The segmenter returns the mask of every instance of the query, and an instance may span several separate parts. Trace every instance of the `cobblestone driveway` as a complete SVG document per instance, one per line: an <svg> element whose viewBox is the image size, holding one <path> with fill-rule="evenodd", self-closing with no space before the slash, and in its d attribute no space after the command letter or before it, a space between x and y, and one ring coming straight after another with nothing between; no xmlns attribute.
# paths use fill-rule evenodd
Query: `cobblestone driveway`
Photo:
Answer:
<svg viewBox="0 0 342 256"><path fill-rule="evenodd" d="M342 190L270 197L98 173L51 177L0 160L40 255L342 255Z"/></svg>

---

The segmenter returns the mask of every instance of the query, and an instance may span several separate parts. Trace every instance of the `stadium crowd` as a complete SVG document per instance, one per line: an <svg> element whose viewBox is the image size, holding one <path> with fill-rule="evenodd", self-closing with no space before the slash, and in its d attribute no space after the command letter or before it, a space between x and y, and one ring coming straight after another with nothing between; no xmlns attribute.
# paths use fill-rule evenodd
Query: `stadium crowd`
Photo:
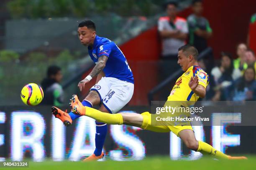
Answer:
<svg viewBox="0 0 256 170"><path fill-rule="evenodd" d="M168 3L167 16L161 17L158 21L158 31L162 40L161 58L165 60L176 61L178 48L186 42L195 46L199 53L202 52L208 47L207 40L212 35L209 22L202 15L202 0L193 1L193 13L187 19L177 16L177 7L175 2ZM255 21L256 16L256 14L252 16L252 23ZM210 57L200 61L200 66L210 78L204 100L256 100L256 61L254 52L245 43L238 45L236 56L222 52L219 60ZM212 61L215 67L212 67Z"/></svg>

---

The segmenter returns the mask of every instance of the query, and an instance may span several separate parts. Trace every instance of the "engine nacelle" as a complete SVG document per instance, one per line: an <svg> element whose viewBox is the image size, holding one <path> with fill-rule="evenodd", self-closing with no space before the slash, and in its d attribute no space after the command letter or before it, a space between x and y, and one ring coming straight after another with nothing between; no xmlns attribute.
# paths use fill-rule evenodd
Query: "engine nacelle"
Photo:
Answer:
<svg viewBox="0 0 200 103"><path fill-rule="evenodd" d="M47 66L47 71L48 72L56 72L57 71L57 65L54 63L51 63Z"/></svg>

> **EXERCISE GOAL**
Count the lines of the records above that contain the string "nacelle", treating case as significant, and give only the number.

> **SOLUTION FOR THIS PROBLEM**
2